Natural-language object grounding data
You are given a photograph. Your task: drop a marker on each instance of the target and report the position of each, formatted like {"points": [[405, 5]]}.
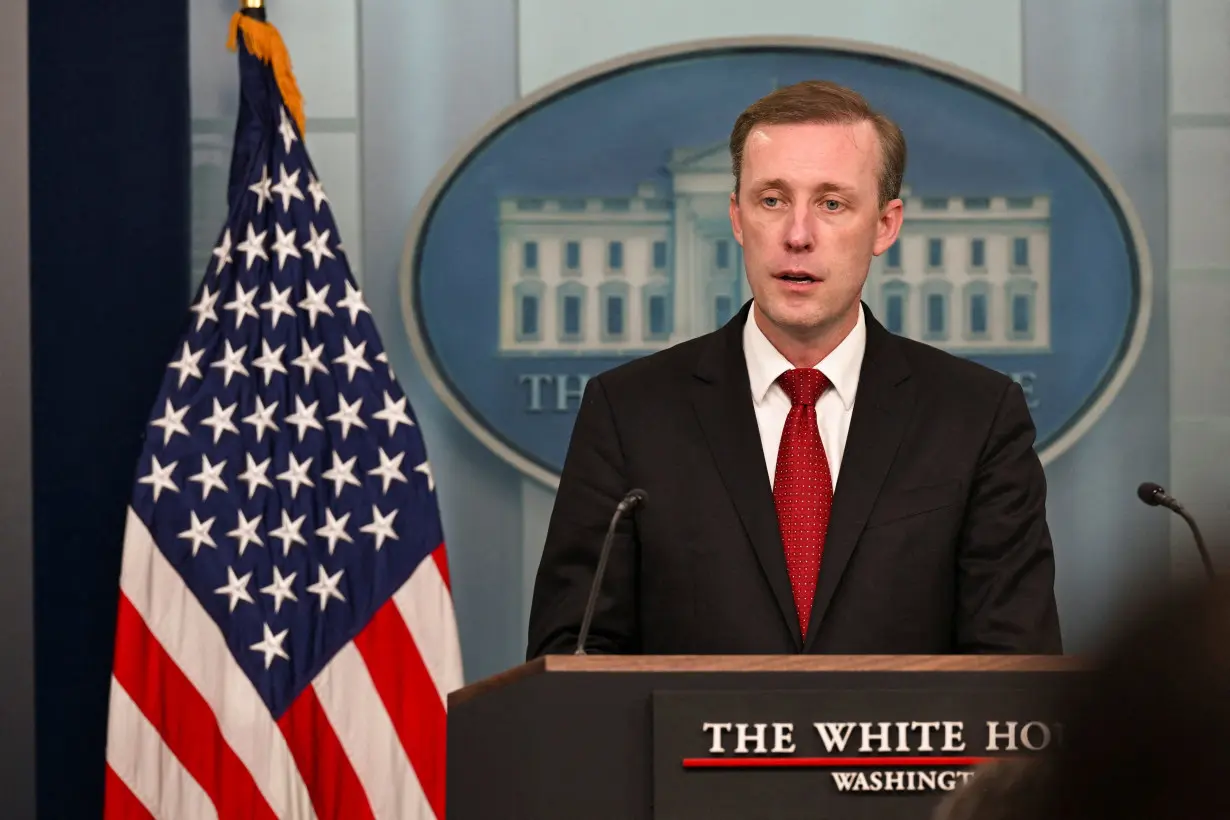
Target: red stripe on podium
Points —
{"points": [[827, 762]]}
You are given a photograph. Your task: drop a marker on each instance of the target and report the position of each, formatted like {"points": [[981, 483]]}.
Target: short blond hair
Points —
{"points": [[819, 101]]}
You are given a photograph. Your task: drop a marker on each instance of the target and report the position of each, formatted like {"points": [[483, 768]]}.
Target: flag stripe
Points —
{"points": [[119, 803], [194, 642], [335, 788], [182, 718], [442, 562], [139, 757], [427, 607], [365, 732], [408, 695]]}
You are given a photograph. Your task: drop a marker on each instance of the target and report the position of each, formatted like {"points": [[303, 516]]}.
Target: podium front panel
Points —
{"points": [[635, 745]]}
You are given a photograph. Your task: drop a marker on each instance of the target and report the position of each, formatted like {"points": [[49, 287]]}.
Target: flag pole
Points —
{"points": [[253, 9]]}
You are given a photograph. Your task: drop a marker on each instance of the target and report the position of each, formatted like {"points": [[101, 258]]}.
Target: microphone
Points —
{"points": [[630, 502], [1156, 496]]}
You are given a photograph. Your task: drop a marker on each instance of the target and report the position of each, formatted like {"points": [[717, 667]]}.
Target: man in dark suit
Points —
{"points": [[814, 482]]}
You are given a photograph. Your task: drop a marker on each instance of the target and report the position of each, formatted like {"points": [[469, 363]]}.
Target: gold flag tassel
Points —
{"points": [[265, 43]]}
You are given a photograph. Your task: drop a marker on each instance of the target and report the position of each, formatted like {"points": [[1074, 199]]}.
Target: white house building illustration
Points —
{"points": [[598, 275]]}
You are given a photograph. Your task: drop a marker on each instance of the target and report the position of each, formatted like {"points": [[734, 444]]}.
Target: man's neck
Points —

*WHAT IS BEING ASKED*.
Among the records above, find each line holding the string "position" and pull it out.

*RESULT OF THE EXERCISE*.
You are given a photograph. Your task: drop a marker on each instance of the target and report the position of each, formatted like {"points": [[405, 5]]}.
You are given a photograph. Your task: drop a marker on each instance of the target and report the position of each, formatted like {"points": [[981, 483]]}.
You are given a photograph. Your task: drop a marker on each instance of the target and report the position of each, formatted like {"points": [[483, 768]]}.
You are given a photograph. Your task: drop a marker on each instance of the target and report the position of each, formatted like {"points": [[303, 516]]}.
You are given a photograph. Your task: drop a marker on each instance of the target and report the position of each, formatted like {"points": [[49, 287]]}.
You are given a photograph. Your task: drop a marker on each instance of the target and report the position of each, formatted like {"points": [[101, 258]]}.
You are given a photograph. Your task: drop a marker on each instance of the target and report the position of each, formatted like {"points": [[717, 667]]}.
You are given a photograph. Your task: drop a marker on each instance of the target and report the position of each, formatted like {"points": [[469, 363]]}.
You are given a photograph. Your task: drop a marker on each instance of the target and report the position of each, formatted like {"points": [[1074, 199]]}.
You are given a photograph. Your task: drop a marker on each instance of the target and report the position of each, formatted like {"points": [[734, 444]]}.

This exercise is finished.